## Texte

#####

L'emploi dans le numérique libre

Bonjour tout le monde,

D’avance désolé si c’est pas la bonne catégorie pour poster ou que je débarque sur le forum comme un cheveu sur la soupe. Pour faire court, j’ai la trentaine passée, essaie d’entrer dans le milieu du dev sans succès depuis plus de dix ans, et j’arrive donc à un virage de ma vie où je me pose beaucoup de questions sur ce que j’attends du monde professionnel dans le secteur du numérique, de mon rapport au libre, et des questions éthiques qui en découlent ; et j’ai estimé que de (re)lancer le débat au sein de l’une des principales communautés francophones autour du numérique libre était possiblement la meilleure solution que j’avais à ma disposition.


Mon envie de bosser sur les ordinateurs date du collège, du milieu des années 2000 où le web était encore dans une période semi-bénie dont les supports commençaient à s’ouvrir au grand public sans être encore trop bouffés par l’action des GAFAM. Avec le temps et les études, je me suis forgé le profil d’un dev Javascript/PHP dans l’idée de faire des trucs qu’on pourrait lire dans un navigateur que j’aurais codé moi-même avec une intervention limitée de frameworks. Quand j’ai cherché mon premier stage en 2013, c’était pas une demande si exotique. Du coup, à quels postes de dev ai-je pu prétendre pendant ces dix ans ?

#####

## Consigne
Recopiez fidèlement le passage du texte sur l'emploi dans le numérique libre compris entre « D’avance désolé si » et « à ma disposition. », bornes incluses. La liste ci-après n'est pas nécessaire.

(Éléments d'un jeu de données)
#####

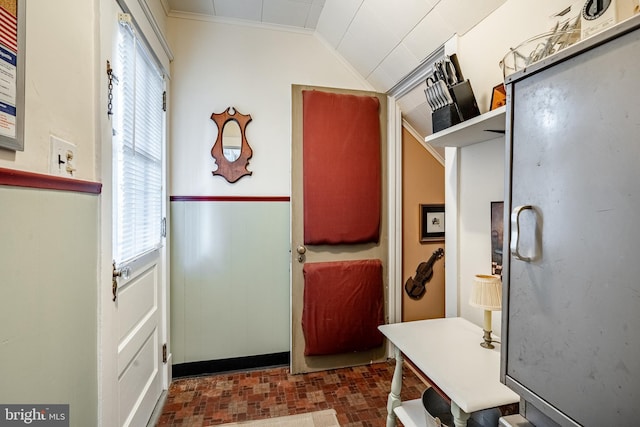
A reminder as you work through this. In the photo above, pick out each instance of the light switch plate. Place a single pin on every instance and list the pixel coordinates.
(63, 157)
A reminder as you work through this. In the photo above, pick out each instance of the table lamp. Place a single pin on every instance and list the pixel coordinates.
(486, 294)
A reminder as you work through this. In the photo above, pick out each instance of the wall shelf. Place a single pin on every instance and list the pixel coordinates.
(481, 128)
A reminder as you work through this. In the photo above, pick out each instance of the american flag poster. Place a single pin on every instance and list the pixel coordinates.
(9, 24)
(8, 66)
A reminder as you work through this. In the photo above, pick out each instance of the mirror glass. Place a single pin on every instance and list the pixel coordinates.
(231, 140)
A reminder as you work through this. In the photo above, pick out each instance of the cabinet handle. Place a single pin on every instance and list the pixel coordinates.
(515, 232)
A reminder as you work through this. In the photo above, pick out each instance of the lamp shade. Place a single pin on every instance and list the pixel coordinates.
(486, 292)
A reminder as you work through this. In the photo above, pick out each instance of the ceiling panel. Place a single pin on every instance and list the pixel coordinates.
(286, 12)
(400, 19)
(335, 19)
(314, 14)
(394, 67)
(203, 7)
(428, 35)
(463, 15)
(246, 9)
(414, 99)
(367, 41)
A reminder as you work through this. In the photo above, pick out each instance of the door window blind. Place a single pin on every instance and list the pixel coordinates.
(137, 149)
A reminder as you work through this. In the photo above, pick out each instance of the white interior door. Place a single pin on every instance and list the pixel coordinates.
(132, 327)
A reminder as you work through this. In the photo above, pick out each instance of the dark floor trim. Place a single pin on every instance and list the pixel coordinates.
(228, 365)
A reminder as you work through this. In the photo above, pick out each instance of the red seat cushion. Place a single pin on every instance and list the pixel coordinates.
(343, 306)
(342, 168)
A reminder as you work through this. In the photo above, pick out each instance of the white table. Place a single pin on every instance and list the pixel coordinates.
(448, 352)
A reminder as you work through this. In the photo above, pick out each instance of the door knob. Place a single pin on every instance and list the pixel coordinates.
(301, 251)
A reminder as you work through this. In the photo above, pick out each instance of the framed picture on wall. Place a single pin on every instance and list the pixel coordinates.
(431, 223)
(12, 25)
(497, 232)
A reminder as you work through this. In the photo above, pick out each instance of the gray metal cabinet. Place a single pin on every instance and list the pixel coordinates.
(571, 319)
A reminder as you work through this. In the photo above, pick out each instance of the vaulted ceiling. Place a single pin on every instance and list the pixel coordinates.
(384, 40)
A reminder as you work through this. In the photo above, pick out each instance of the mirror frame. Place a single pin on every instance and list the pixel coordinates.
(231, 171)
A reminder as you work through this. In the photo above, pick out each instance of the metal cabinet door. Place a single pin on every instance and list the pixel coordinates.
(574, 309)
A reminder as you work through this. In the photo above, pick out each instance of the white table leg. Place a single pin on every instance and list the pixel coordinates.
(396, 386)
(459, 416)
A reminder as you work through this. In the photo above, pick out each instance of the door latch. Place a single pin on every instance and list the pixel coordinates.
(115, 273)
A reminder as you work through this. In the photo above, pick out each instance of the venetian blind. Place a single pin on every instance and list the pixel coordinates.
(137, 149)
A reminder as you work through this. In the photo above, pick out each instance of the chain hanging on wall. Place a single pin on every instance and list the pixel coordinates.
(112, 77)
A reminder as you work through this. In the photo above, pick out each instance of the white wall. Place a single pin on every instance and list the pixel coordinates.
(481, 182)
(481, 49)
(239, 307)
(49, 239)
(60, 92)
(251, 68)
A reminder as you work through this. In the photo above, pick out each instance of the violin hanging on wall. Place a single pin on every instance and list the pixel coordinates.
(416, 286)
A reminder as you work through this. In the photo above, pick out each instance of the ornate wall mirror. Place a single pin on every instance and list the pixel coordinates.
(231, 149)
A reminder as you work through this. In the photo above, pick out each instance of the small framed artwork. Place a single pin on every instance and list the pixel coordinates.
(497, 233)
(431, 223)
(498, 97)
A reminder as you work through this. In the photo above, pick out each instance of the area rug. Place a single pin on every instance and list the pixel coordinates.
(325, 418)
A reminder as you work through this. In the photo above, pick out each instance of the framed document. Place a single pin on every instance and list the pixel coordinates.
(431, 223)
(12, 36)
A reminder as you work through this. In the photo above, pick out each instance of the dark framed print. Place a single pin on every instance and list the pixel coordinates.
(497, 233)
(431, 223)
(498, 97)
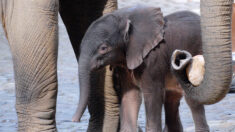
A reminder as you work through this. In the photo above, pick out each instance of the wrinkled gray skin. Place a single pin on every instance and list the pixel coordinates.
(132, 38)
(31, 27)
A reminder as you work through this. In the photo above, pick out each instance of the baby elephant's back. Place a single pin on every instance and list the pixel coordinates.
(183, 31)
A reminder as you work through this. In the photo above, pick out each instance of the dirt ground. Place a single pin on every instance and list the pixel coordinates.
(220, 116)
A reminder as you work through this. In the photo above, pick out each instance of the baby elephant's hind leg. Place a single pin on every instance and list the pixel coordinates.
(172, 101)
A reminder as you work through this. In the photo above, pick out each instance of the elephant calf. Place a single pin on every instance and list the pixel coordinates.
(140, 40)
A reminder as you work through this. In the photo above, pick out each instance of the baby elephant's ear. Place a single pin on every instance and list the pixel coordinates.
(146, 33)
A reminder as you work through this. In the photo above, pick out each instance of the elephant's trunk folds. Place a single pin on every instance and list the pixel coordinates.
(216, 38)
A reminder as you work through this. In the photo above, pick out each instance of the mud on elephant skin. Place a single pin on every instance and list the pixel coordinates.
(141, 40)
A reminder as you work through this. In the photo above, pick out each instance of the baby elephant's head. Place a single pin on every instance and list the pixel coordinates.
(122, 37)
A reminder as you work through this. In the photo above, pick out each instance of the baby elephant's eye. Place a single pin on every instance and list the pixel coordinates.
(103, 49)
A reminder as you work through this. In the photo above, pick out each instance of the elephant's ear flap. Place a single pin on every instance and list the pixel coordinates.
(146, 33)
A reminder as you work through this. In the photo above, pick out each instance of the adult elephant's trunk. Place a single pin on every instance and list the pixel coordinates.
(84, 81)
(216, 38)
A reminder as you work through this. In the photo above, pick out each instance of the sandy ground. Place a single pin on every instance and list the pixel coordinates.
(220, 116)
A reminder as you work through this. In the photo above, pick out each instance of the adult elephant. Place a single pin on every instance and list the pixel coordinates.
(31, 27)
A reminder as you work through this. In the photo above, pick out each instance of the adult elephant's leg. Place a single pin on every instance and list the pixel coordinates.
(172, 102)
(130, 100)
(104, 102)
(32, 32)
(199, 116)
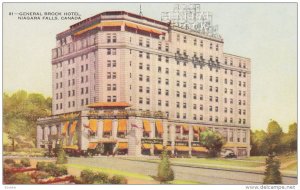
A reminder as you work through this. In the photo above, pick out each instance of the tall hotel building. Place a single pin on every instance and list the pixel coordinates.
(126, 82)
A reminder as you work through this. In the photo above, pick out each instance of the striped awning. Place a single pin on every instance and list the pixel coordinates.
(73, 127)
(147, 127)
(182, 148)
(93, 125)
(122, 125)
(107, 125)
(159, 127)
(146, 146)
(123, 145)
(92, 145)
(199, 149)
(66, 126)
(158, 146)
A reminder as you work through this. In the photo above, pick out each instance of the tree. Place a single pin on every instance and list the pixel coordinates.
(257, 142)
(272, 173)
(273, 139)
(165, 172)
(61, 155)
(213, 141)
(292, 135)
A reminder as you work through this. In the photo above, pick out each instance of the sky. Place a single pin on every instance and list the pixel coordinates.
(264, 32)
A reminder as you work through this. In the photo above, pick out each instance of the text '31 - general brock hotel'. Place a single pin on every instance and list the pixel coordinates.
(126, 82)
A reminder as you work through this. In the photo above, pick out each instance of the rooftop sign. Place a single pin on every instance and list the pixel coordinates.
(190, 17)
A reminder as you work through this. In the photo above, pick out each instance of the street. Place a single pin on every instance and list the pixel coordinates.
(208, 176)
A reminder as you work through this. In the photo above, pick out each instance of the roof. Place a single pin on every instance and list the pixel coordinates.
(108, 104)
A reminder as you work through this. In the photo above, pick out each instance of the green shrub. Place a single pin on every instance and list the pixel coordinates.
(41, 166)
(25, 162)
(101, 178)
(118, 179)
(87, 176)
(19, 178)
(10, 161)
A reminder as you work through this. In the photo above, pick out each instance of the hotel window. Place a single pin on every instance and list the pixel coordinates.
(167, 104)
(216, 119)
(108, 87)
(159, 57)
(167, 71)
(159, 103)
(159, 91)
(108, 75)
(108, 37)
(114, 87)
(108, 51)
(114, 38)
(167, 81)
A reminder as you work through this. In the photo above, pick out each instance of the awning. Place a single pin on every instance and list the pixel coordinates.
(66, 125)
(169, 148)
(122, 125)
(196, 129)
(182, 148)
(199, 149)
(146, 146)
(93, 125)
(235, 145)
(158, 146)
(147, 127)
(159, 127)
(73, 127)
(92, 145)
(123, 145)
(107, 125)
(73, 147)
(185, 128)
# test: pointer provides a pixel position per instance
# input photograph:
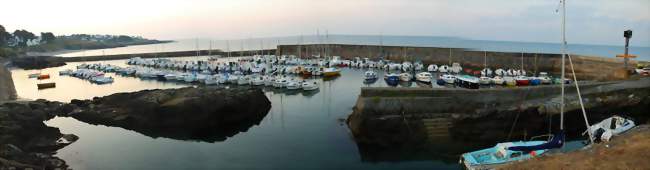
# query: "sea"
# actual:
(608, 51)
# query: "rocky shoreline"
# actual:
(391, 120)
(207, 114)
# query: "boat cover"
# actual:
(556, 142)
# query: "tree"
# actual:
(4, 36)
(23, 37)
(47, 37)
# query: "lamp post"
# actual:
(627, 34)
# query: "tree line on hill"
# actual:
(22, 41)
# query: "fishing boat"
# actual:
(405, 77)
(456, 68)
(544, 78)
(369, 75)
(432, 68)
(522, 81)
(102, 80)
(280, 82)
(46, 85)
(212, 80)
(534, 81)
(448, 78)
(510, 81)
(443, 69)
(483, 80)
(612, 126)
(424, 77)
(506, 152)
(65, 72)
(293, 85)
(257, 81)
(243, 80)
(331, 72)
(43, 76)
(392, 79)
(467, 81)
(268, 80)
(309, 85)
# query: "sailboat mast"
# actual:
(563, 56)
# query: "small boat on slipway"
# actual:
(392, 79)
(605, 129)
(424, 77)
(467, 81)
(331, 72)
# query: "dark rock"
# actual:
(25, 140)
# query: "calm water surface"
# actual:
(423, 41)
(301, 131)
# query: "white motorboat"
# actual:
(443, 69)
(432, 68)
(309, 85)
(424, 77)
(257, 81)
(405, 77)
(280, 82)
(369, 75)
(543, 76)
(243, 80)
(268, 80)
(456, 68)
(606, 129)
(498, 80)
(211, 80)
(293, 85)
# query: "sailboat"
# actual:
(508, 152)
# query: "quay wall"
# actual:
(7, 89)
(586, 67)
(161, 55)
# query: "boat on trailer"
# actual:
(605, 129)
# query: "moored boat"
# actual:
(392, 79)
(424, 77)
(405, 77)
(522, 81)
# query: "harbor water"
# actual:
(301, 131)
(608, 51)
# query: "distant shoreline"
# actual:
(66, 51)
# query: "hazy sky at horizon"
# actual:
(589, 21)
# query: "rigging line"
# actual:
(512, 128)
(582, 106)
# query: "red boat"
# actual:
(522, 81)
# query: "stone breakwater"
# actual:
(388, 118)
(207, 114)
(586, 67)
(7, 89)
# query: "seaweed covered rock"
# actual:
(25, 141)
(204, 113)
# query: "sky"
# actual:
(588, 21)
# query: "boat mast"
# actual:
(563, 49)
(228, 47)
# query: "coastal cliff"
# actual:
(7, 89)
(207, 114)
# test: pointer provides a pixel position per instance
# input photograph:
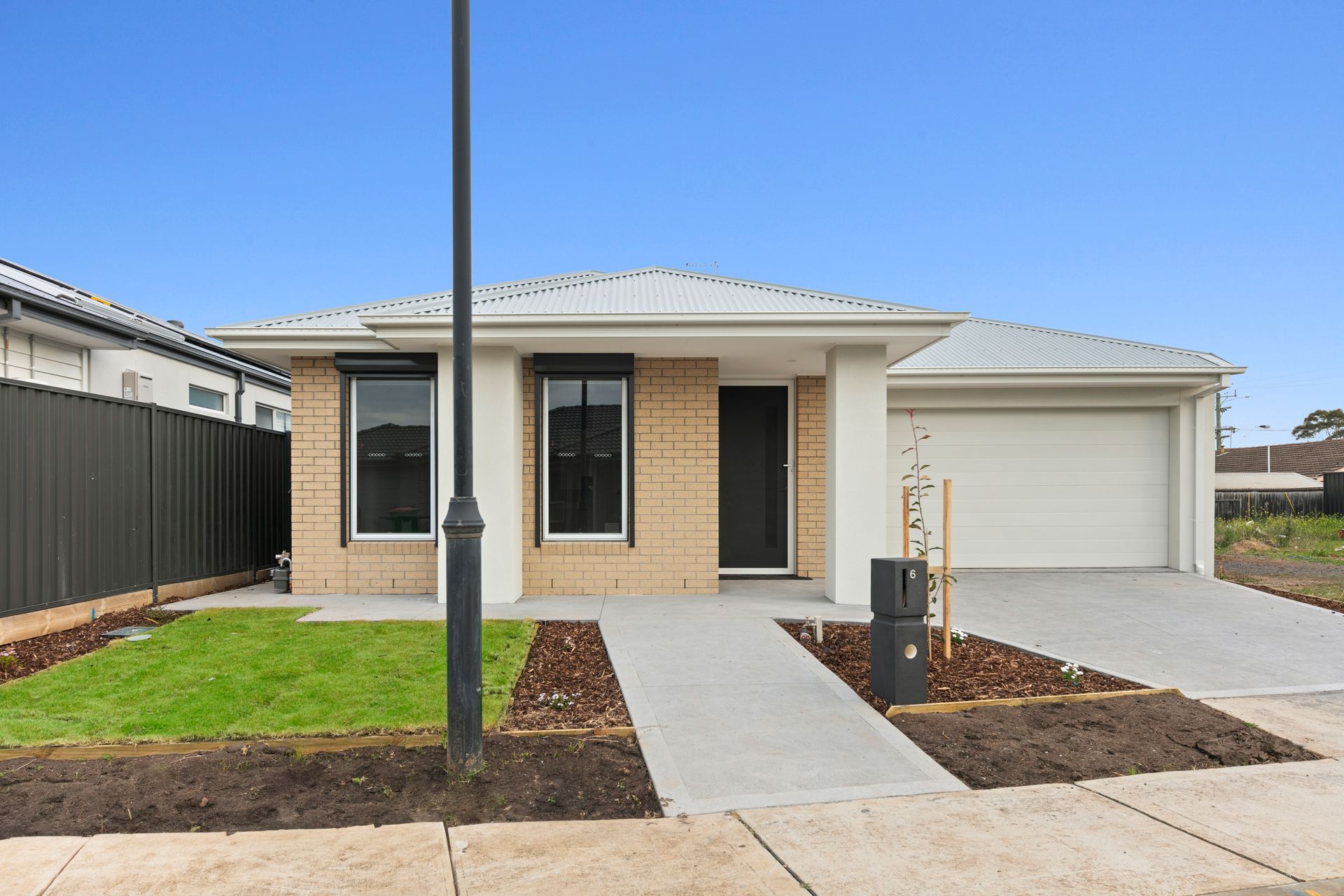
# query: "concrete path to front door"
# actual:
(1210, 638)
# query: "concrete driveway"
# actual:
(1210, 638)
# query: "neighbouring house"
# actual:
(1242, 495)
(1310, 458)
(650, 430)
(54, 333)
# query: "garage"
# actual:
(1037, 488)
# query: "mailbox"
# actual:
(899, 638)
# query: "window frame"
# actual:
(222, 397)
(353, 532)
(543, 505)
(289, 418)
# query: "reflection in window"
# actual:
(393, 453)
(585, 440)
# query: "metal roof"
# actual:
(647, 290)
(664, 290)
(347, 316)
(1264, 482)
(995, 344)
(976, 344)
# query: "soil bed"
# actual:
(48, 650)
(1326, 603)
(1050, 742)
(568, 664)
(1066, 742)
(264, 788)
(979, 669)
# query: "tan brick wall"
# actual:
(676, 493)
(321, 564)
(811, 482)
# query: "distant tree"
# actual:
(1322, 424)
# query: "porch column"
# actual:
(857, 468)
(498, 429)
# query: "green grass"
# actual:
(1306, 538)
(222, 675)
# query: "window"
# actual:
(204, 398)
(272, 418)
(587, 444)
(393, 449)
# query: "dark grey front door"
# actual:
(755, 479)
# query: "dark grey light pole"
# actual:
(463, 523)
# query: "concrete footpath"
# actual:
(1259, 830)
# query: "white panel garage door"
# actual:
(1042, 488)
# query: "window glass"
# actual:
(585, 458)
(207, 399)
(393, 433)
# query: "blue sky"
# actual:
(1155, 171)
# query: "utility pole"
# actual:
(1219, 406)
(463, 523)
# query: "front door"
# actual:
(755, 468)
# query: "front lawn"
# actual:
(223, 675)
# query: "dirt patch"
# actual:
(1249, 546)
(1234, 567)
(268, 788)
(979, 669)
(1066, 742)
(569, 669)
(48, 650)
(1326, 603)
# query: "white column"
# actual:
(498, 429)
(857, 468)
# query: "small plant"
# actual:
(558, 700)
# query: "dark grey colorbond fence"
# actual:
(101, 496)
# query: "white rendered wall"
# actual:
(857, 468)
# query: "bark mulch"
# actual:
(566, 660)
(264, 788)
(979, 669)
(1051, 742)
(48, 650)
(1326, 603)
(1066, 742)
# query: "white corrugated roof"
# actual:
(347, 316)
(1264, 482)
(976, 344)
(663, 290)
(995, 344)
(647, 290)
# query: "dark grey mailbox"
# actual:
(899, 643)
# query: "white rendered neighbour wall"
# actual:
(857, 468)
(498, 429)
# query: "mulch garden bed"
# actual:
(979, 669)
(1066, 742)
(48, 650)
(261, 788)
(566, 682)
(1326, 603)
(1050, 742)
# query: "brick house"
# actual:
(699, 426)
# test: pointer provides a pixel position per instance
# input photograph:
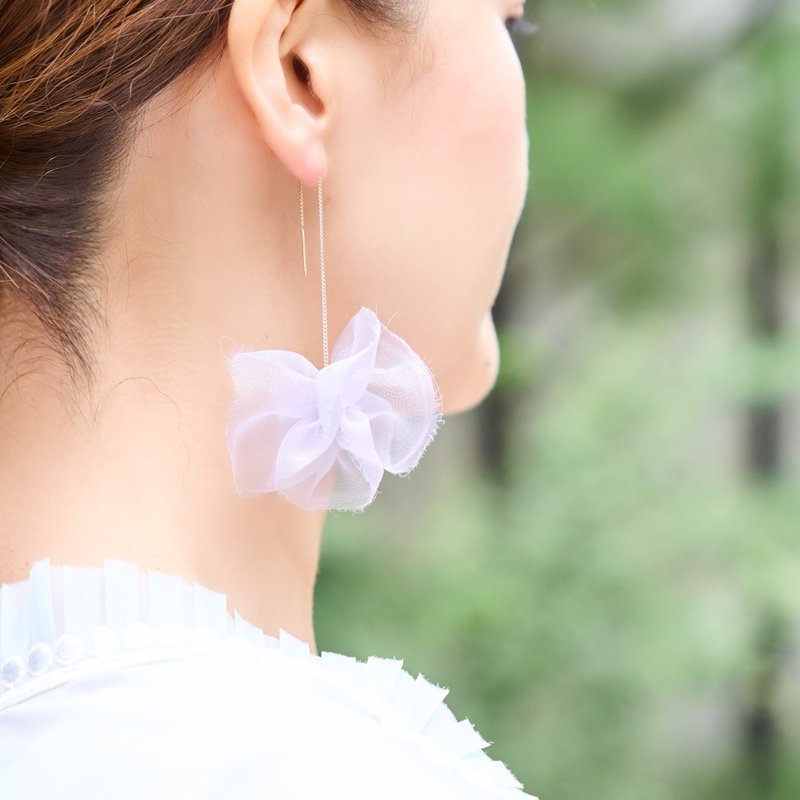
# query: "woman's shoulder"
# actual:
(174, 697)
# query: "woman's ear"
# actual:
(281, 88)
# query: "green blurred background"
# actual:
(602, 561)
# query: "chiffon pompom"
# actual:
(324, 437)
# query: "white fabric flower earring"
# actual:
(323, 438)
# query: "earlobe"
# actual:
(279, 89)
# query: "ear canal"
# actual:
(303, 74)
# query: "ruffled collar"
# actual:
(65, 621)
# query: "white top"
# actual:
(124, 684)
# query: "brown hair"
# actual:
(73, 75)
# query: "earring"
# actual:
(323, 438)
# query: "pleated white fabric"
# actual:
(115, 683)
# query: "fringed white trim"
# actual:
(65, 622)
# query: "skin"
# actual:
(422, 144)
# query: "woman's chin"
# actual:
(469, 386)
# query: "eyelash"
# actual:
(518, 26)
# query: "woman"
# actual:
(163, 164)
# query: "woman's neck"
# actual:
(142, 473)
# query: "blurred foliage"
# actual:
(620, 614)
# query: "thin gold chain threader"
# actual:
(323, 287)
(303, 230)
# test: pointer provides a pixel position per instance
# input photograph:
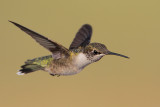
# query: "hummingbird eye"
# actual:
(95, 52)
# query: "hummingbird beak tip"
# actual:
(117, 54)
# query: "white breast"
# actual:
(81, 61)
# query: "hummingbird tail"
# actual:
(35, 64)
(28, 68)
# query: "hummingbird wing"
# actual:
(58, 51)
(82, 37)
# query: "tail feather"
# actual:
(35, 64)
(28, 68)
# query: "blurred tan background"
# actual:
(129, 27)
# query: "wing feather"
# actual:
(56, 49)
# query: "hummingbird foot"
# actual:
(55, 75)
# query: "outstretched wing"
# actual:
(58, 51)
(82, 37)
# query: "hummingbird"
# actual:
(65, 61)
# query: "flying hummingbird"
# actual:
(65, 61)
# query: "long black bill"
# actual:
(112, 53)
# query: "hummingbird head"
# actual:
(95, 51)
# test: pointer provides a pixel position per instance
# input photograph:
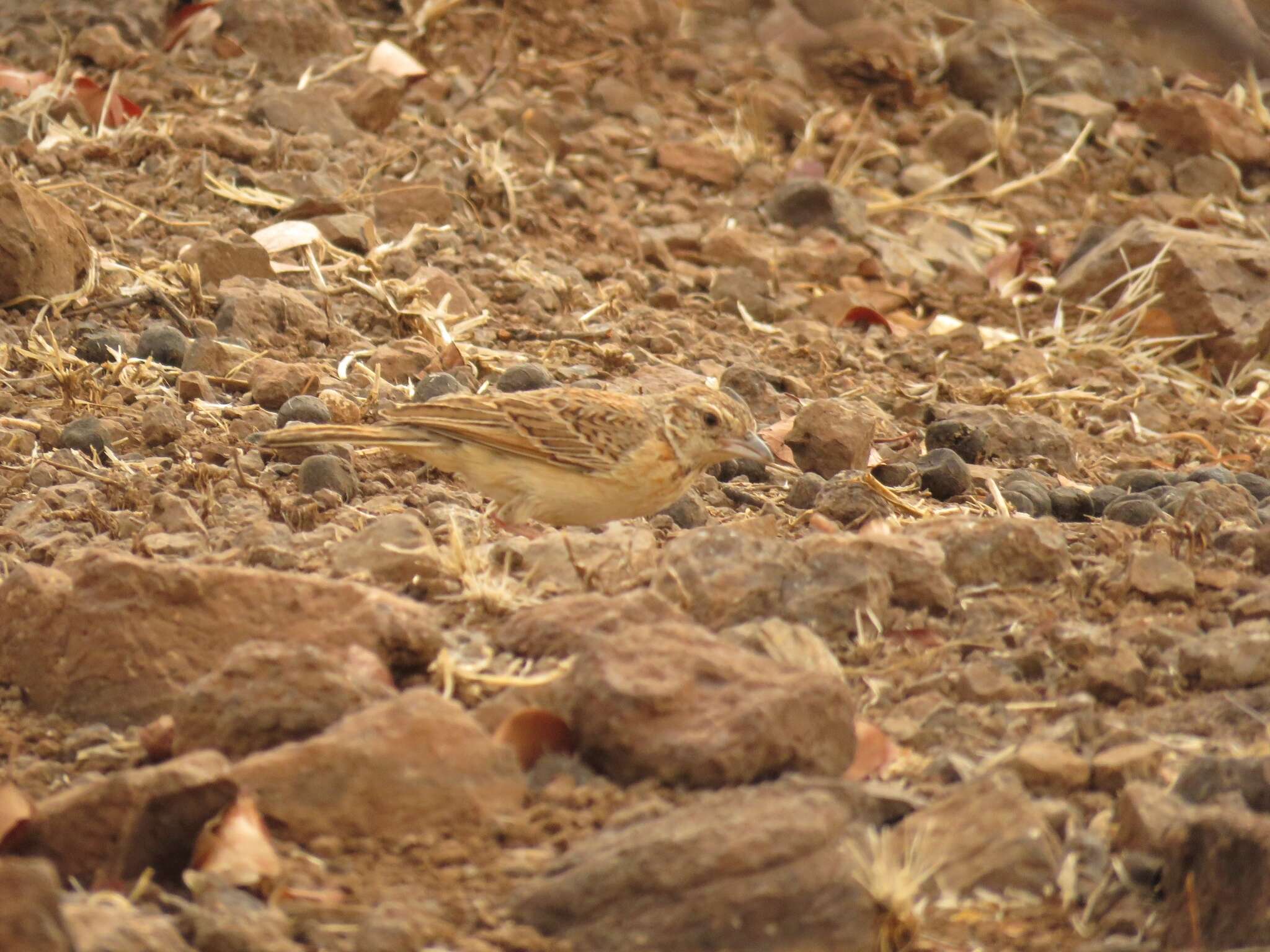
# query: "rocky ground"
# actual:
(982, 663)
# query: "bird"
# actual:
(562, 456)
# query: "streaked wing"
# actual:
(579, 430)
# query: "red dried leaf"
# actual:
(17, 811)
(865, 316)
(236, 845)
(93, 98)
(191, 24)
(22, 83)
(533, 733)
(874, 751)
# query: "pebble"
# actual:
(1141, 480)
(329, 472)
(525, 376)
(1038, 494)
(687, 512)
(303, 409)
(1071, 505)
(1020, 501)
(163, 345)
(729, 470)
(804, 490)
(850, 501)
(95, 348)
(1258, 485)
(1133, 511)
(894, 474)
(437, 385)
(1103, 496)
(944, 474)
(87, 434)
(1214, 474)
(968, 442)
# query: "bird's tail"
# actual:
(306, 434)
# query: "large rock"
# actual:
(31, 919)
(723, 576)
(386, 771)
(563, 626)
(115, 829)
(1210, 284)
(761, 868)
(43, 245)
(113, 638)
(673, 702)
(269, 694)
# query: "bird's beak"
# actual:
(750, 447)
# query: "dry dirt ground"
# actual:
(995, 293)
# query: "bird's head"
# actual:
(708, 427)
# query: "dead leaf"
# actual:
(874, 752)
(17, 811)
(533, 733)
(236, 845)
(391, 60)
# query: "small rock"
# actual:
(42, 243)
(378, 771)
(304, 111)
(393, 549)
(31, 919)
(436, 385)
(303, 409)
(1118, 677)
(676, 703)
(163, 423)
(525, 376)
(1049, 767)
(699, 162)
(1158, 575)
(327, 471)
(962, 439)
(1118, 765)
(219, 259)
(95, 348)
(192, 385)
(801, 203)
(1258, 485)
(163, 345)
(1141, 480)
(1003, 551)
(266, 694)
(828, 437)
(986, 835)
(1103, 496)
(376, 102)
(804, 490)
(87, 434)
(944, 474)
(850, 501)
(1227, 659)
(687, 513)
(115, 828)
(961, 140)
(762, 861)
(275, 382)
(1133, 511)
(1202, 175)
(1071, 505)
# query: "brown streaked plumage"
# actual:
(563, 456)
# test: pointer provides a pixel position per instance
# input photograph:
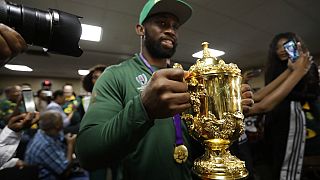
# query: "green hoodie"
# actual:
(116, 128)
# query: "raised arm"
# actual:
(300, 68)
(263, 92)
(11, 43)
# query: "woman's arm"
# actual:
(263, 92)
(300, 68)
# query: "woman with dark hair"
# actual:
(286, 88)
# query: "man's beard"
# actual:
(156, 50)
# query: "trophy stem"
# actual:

#####

## Réponse
D’avance désolé si c’est pas la bonne catégorie pour poster ou que je débarque sur le forum comme un cheveu sur la soupe. Pour faire court, j’ai la trentaine passée, essaie d’entrer dans le milieu du dev sans succès depuis plus de dix ans, et j’arrive donc à un virage de ma vie où je me pose beaucoup de questions sur ce que j’attends du monde professionnel dans le secteur du numérique, de mon rapport au libre, et des questions éthiques qui en découlent ; et j’ai estimé que de (re)lancer le débat au sein de l’une des principales communautés francophones autour du numérique libre était possiblement la meilleure solution que j’avais à ma disposition.